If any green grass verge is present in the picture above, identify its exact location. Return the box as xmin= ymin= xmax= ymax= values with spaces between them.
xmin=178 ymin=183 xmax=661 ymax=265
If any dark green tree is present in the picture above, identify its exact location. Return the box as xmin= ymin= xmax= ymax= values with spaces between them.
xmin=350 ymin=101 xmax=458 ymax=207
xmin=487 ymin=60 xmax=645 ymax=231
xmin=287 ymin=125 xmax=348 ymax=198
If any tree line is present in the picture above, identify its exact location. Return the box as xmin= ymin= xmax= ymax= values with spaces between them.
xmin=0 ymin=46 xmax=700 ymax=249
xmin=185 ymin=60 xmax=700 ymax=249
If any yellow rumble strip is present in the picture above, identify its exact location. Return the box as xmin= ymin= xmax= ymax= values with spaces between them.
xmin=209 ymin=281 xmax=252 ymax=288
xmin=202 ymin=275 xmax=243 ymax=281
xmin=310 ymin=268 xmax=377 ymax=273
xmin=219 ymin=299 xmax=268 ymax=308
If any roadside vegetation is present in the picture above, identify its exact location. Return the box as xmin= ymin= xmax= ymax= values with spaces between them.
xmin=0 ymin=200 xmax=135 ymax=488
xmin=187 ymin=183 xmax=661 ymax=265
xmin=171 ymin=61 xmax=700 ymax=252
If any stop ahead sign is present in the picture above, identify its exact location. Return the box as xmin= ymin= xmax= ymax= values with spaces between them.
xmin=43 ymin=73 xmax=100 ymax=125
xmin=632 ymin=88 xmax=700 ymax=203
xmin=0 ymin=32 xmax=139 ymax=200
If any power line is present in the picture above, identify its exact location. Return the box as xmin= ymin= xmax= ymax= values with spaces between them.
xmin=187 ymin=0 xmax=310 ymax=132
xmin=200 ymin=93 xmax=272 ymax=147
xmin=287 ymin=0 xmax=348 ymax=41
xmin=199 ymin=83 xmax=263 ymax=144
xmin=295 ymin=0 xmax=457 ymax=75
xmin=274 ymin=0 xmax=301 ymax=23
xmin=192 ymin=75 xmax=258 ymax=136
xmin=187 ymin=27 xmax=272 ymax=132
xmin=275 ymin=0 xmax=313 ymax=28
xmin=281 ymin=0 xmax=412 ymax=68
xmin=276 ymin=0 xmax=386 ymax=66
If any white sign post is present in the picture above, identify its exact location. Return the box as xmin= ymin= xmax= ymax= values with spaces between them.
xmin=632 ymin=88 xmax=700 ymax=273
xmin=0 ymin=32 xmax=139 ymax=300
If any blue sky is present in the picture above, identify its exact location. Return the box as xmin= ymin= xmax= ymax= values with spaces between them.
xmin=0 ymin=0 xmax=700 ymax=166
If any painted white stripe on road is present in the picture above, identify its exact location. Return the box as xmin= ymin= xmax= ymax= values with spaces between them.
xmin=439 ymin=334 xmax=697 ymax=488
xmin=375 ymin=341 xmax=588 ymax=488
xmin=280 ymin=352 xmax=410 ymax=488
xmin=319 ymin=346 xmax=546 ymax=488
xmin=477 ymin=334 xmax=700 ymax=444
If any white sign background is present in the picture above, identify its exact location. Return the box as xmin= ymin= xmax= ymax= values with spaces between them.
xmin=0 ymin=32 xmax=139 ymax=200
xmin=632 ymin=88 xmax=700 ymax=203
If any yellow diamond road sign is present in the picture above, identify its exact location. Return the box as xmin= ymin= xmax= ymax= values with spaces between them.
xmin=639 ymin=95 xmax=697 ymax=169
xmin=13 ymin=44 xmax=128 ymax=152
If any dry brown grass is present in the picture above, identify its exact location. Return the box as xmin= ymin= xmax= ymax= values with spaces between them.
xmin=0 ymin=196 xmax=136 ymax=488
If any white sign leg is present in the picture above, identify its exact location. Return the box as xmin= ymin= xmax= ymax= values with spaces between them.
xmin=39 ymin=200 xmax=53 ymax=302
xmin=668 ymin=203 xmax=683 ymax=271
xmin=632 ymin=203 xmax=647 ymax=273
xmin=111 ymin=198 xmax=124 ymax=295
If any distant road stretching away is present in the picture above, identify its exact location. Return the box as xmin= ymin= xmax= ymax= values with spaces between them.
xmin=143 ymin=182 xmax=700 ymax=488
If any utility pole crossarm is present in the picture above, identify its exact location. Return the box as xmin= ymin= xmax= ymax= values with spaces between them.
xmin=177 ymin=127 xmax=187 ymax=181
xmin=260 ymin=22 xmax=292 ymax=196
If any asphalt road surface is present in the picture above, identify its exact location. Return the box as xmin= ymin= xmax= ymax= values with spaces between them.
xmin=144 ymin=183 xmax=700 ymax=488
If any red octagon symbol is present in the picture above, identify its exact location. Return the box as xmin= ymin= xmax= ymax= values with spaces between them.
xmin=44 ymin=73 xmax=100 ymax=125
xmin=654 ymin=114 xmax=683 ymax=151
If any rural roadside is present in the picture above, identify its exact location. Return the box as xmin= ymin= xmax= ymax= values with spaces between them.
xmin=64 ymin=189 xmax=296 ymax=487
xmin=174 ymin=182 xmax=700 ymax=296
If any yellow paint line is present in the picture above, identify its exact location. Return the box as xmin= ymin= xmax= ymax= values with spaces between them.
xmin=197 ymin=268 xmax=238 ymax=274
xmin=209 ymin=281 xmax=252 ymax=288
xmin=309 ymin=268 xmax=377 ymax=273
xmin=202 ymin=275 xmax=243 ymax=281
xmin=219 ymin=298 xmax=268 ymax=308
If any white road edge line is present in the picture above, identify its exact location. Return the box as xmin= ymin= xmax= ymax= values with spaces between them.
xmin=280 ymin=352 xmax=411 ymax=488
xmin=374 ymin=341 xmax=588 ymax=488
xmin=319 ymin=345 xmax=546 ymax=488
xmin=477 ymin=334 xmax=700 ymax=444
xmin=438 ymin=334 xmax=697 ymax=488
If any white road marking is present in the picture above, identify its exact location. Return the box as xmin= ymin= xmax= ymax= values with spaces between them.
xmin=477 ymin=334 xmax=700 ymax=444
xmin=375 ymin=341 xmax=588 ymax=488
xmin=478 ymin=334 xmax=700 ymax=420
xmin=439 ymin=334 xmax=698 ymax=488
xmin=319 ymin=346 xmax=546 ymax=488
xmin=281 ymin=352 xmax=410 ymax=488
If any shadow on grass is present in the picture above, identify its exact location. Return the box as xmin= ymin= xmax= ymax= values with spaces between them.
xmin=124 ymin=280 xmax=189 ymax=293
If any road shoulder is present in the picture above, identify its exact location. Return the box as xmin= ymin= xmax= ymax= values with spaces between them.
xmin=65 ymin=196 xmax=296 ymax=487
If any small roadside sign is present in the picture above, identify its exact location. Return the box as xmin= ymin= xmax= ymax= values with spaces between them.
________________________
### Exercise details
Please reproduce all of the rows above word for word, changing nothing.

### Answer to this exercise
If any green grass verge is present in the picture above, identify its exact location. Return the box as xmin= ymin= xmax= ymax= values with spaces between them.
xmin=178 ymin=183 xmax=661 ymax=265
If any dark green tree is present in the picture above, identify its exact location. Return the box as xmin= ymin= xmax= ymax= values with spaces between them.
xmin=350 ymin=101 xmax=458 ymax=207
xmin=487 ymin=60 xmax=645 ymax=231
xmin=287 ymin=125 xmax=348 ymax=198
If any tree line is present in the picture above, identify its exact location. Return the box as xmin= ymin= xmax= ymax= values with spaces between them.
xmin=0 ymin=46 xmax=700 ymax=249
xmin=185 ymin=60 xmax=700 ymax=249
If any yellow rumble strip is present in the picture above, identify its exact location. Return the box as xmin= ymin= xmax= ymax= values with spaces between them.
xmin=209 ymin=281 xmax=252 ymax=288
xmin=202 ymin=275 xmax=243 ymax=281
xmin=310 ymin=268 xmax=377 ymax=273
xmin=219 ymin=299 xmax=268 ymax=308
If any roadside vegetation is present in the picture above, identify its exact location. Return the box as xmin= ymin= xmax= ymax= values with spaces between them.
xmin=0 ymin=200 xmax=135 ymax=488
xmin=187 ymin=183 xmax=661 ymax=265
xmin=171 ymin=61 xmax=700 ymax=252
If any stop ahead sign is present in the picture above, identify its exact location. Return the box as xmin= ymin= xmax= ymax= values with spaces between them.
xmin=43 ymin=73 xmax=100 ymax=125
xmin=632 ymin=88 xmax=700 ymax=203
xmin=0 ymin=32 xmax=139 ymax=200
If any power line is present in the picture above, identify its exact location. Return the box as xmin= ymin= xmax= ymax= values with spaces between them.
xmin=187 ymin=0 xmax=310 ymax=132
xmin=200 ymin=93 xmax=272 ymax=147
xmin=287 ymin=0 xmax=348 ymax=41
xmin=199 ymin=83 xmax=263 ymax=144
xmin=295 ymin=0 xmax=457 ymax=75
xmin=274 ymin=0 xmax=301 ymax=23
xmin=192 ymin=75 xmax=258 ymax=136
xmin=187 ymin=27 xmax=272 ymax=132
xmin=275 ymin=0 xmax=313 ymax=28
xmin=281 ymin=0 xmax=412 ymax=68
xmin=276 ymin=0 xmax=386 ymax=66
If any white sign post is present in the picture above, identify its exact location. Return the box as xmin= ymin= xmax= ymax= values with spaces between them.
xmin=632 ymin=88 xmax=700 ymax=273
xmin=0 ymin=32 xmax=139 ymax=300
If any blue sky is present in the picture above, identify its exact location. Return the box as xmin= ymin= xmax= ymax= values with spaces between them.
xmin=0 ymin=0 xmax=700 ymax=166
If any painted white stripe on road is present in the picture above, identify its exact location. Return the box as xmin= ymin= xmax= ymax= values with spaces between them.
xmin=439 ymin=334 xmax=697 ymax=488
xmin=375 ymin=341 xmax=588 ymax=488
xmin=280 ymin=352 xmax=410 ymax=488
xmin=319 ymin=346 xmax=546 ymax=488
xmin=477 ymin=334 xmax=700 ymax=444
If any white sign background is present in the picture above, identify its exact location. Return the box as xmin= ymin= xmax= ymax= values with spaces between them.
xmin=0 ymin=32 xmax=139 ymax=200
xmin=632 ymin=88 xmax=700 ymax=203
If any yellow diamond road sign is present in the picture above, identify its exact location. Return the box as xmin= ymin= xmax= ymax= values with spaces between them.
xmin=639 ymin=95 xmax=697 ymax=169
xmin=13 ymin=44 xmax=128 ymax=152
If any dry brown grass is present in the picture above, identify its exact location. Return the box as xmin= ymin= xmax= ymax= values with spaces between them.
xmin=0 ymin=196 xmax=136 ymax=488
If any white sign leg is present in the picture above, identify its exact location. Return the box as xmin= ymin= xmax= ymax= values with spaces between them.
xmin=39 ymin=200 xmax=53 ymax=302
xmin=668 ymin=203 xmax=683 ymax=271
xmin=632 ymin=203 xmax=647 ymax=273
xmin=111 ymin=198 xmax=124 ymax=295
If any distant road stretching away is present in the picture above, identify its exact location. Return the box as xmin= ymin= xmax= ymax= values with spaces between them.
xmin=143 ymin=182 xmax=700 ymax=488
If any utility pole crossarm is present in the picture above, identify its exact location. Return the box as xmin= ymin= xmax= ymax= values with spaces between them.
xmin=177 ymin=127 xmax=187 ymax=181
xmin=260 ymin=22 xmax=292 ymax=196
If any asphalt road surface is present in the picture above, identify its exact location. Return the box as xmin= ymin= xmax= ymax= values with spaces between them.
xmin=144 ymin=183 xmax=700 ymax=488
If any red octagon symbol is present in the picture above, identify its exact location. Return the box as xmin= ymin= xmax= ymax= values with spaces between them.
xmin=44 ymin=73 xmax=100 ymax=125
xmin=654 ymin=114 xmax=683 ymax=151
If any rural roadside is present in the picture above, identify its exact location. Return the box as xmin= ymin= xmax= ymax= values with spaces between them.
xmin=64 ymin=189 xmax=296 ymax=487
xmin=174 ymin=182 xmax=700 ymax=296
If any yellow paint line is present in the picture above, identify its exact location. Return the box as xmin= ymin= xmax= ymax= values with spaces between them.
xmin=197 ymin=268 xmax=238 ymax=274
xmin=209 ymin=281 xmax=252 ymax=288
xmin=309 ymin=268 xmax=377 ymax=273
xmin=202 ymin=275 xmax=243 ymax=281
xmin=219 ymin=298 xmax=268 ymax=308
If any white road edge line is present in the picture above, identify its exact location. Return the box as xmin= ymin= xmax= ymax= values with spaces between them.
xmin=280 ymin=352 xmax=411 ymax=488
xmin=374 ymin=341 xmax=588 ymax=488
xmin=319 ymin=345 xmax=546 ymax=488
xmin=477 ymin=334 xmax=700 ymax=444
xmin=438 ymin=334 xmax=697 ymax=488
If any white road marking is present in the picture above, identify its exact location. Return the box as xmin= ymin= xmax= ymax= values with spaces between them.
xmin=477 ymin=334 xmax=700 ymax=444
xmin=375 ymin=341 xmax=588 ymax=488
xmin=478 ymin=334 xmax=700 ymax=420
xmin=439 ymin=334 xmax=698 ymax=488
xmin=319 ymin=346 xmax=546 ymax=488
xmin=281 ymin=352 xmax=410 ymax=488
If any shadow on grass is present in the picture above, identify its exact location. Return the box as xmin= ymin= xmax= ymax= values with spaces between them.
xmin=124 ymin=280 xmax=189 ymax=293
If any road shoulder is present in the picture above, identify its exact location. Return the box as xmin= ymin= xmax= ymax= values with spaces between them.
xmin=65 ymin=196 xmax=296 ymax=487
If any small roadside sign is present in the picture above, identify its exact location. Return the box as xmin= ymin= xmax= ymax= values with spaces between them.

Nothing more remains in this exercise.